[Supplied passage — start]

Around here and in heaven

As usual, things are busy around here. The beautiful weather has given us all spring fever. We went to the park this week (twice), rode bikes, lived outside. I could so deal with a constant 80 degrees. Everyday. Year round.
I am planning baby boy's first birthday bash. I cannot believe that sweet little guy is 2 weeks shy of 1. Pure craziness. He is growing so fast. Quickly leaving the baby stage. Heading full steam ahead into the toddler world. Just tonight I reached my hands down to pick him up and instead he gave me five. He is taking 4-5 steps alone trying so hard to walk like his big brothers. How do they go from teeny tiny infants to high-five-giving little kids in the blink of an eye?
The big boys are full of energy themselves. Myers' favorite thing to tell me is, "Mommy, look at me with your eyes." Whether I am doing some important (taking care of his baby brother) or not so much (playing on pinterest), Myers wants my undivided attention. It makes me giggle everytime he says it, but it also make me think. He deserves my attention. All of it as much possible. They all do. They need to know that no matter how many things I have to do, I always have time for them.
Manning is himself. Always asking questions. Big, deep, thought-provoking, mommy doesn't know the answer, questions. Just this morning he asked me, "What do we land on when we fall down in heaven?" I, of course, have absolutely no idea. He responds, "I think it is grass." Oh, yeah. You might be right. Why do you think that though? "Because no one cries there and it doesn't hurt when you fall on grass."

 "And I heard a loud voice from heaven saying, "Behold, the tabernacle of God is with men, and He will dwell with them, and they shall be His people. God Himself will be with them and be their God.  And God will wipe away every tear from their eyes; there shall be no more death, nor sorrow, nor crying. There shall be no more pain, for the former things have passed away." Revelation 21:3-4


When I think of heaven I can't help but think of my momma. She died right after my 24th birthday. She was sick for 6 1/2 years. From her diagnosis to the morning she passed away. She battled cancer one quarter of our time together. My most recent and vivid memories of her are watching her fight. Watching her struggle. Watching her suffer. And ultimately watching her die.
Therefore, it makes my heart so happy to think of her now. Whole. Healthy. No pain. No tears. I know she can't see the terrible things that happen on earth. I praise Jesus for heaven. A place of eternal joy separated from the ugliness and heartache that define our world. However, I pray that my momma can see my boys, can hear their laughter. I pray she got to hold them close before they were given to me. I pray she knows how grateful I am for her. I am the mother I am today beacause of her.

[Supplied passage — finish]
[Available data — start]

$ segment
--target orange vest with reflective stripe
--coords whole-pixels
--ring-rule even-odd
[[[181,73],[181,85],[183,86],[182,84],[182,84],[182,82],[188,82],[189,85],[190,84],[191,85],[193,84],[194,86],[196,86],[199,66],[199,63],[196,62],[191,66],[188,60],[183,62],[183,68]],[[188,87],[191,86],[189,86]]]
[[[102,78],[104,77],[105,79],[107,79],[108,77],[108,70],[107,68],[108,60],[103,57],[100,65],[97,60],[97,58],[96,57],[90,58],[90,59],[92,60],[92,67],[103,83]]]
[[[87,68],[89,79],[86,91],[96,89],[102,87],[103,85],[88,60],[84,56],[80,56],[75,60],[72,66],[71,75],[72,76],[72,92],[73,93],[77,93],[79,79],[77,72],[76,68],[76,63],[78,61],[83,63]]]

[Available data — finish]

Try it >> From the text "Around here and in heaven" above, copy the words word for word, beginning at "As usual, things" and stopping after "Everyday. Year round.".

Answer for this exercise >>
As usual, things are busy around here. The beautiful weather has given us all spring fever. We went to the park this week (twice), rode bikes, lived outside. I could so deal with a constant 80 degrees. Everyday. Year round.